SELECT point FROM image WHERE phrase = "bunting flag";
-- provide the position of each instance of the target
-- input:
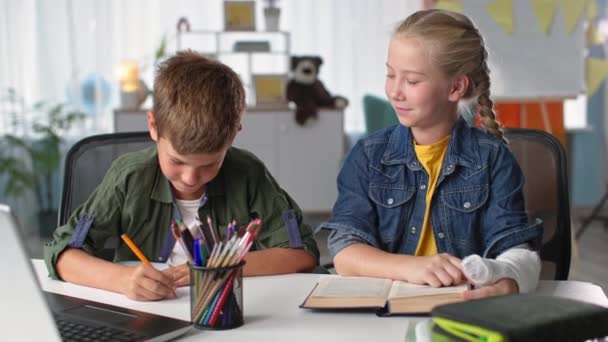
(592, 36)
(591, 10)
(597, 69)
(502, 13)
(572, 10)
(449, 5)
(545, 11)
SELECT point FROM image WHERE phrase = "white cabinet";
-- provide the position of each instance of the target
(304, 160)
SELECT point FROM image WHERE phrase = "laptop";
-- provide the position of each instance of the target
(29, 314)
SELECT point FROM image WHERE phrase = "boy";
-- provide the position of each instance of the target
(191, 172)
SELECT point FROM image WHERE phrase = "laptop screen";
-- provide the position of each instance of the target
(25, 315)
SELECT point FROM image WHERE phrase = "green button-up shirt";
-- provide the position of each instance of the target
(135, 198)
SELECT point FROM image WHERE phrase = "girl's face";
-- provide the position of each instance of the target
(422, 96)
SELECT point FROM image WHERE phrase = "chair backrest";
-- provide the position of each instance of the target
(543, 162)
(378, 113)
(86, 164)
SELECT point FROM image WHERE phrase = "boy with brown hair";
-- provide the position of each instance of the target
(191, 172)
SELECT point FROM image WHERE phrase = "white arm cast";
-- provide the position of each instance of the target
(518, 263)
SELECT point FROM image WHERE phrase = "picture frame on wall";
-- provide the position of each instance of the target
(270, 90)
(239, 15)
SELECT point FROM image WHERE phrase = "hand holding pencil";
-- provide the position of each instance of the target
(145, 282)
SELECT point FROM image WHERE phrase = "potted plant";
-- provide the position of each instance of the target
(30, 163)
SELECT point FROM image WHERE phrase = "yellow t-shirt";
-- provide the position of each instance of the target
(431, 158)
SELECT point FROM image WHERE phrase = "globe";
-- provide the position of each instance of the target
(92, 94)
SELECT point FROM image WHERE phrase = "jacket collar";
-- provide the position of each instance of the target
(463, 148)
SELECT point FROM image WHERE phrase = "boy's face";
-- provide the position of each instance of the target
(190, 173)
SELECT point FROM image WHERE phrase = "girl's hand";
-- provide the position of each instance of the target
(146, 283)
(504, 286)
(180, 274)
(437, 270)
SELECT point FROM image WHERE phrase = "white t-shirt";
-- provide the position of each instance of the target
(189, 211)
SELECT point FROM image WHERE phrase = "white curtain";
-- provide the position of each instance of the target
(48, 48)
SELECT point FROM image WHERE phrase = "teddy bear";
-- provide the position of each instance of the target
(307, 91)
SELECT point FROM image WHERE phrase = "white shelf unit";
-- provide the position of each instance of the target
(220, 45)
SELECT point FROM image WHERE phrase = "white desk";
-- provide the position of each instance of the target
(272, 312)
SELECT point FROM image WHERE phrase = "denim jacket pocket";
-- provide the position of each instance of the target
(461, 214)
(393, 204)
(389, 196)
(466, 199)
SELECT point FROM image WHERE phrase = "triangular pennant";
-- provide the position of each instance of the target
(502, 13)
(572, 10)
(449, 5)
(597, 69)
(545, 11)
(593, 37)
(591, 10)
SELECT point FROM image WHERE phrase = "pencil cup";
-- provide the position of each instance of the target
(216, 297)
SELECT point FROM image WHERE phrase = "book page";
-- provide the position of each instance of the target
(352, 287)
(402, 289)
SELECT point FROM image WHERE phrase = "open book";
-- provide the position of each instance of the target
(388, 296)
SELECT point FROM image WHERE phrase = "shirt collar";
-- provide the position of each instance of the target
(463, 148)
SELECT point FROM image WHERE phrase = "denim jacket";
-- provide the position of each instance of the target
(477, 207)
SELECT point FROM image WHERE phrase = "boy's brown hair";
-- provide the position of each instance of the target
(198, 103)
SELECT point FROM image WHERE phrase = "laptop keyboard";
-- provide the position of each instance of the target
(79, 331)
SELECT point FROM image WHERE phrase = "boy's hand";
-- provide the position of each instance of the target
(437, 270)
(502, 287)
(146, 283)
(180, 274)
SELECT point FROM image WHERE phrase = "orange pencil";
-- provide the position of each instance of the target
(135, 250)
(138, 252)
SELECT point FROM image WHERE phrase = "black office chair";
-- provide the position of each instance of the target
(85, 165)
(543, 162)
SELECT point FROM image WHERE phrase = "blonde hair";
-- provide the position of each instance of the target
(198, 103)
(457, 48)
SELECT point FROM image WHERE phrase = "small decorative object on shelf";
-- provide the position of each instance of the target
(270, 90)
(183, 25)
(272, 14)
(239, 15)
(252, 46)
(133, 90)
(307, 91)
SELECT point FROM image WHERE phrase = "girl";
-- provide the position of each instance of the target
(416, 198)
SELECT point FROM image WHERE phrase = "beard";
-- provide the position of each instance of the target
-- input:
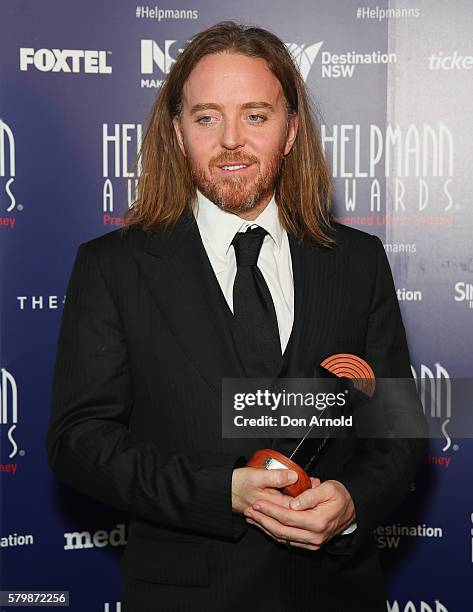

○ ○ ○ ○ ○ ○ ○

What you will do: Please report how many lines of the records contain the string "pencil", with case counting, and give only that number.

Answer in full: 3